### PROBLEM REQUIREMENTS
Copy each line of the entries below that contains the string "pillar".

### EXTRACTED RECORDS

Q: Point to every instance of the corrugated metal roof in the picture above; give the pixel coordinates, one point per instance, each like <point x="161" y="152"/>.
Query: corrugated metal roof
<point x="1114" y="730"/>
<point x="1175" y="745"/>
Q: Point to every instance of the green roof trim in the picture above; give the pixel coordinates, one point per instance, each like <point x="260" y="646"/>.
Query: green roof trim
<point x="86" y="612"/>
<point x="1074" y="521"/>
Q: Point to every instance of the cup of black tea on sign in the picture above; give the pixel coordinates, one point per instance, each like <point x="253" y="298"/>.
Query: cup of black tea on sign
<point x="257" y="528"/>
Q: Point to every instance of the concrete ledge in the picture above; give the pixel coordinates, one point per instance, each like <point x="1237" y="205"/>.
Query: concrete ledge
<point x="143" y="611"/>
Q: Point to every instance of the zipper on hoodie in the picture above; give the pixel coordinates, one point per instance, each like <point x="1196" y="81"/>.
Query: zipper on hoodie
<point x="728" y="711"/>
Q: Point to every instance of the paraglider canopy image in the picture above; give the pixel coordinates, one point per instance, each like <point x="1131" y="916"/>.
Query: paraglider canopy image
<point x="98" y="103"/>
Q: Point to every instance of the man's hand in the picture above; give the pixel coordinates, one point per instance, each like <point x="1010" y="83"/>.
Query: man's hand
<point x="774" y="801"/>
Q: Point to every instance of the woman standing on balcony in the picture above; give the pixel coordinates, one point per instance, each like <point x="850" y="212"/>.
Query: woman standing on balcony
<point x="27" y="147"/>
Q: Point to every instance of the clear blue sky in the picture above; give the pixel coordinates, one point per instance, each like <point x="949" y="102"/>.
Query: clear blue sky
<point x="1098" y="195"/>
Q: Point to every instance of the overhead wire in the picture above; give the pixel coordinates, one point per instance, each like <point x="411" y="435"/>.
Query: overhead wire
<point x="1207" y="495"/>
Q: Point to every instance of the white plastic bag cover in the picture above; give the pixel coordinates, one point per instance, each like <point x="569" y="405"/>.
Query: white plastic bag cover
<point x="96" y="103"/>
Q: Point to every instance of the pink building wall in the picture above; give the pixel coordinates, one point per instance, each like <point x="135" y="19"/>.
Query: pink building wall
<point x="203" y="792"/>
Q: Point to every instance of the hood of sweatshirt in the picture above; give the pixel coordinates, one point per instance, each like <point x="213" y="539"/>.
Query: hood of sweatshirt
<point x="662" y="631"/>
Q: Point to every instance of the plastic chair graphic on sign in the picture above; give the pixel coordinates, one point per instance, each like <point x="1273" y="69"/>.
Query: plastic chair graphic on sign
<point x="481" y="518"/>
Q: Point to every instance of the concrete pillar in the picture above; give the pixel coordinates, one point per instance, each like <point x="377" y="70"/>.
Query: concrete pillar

### WRITTEN REPLY
Q: Point to every instance of the concrete pillar in the picture above; give the pixel coordinates, one point per instance, each like <point x="377" y="70"/>.
Query: concrete pillar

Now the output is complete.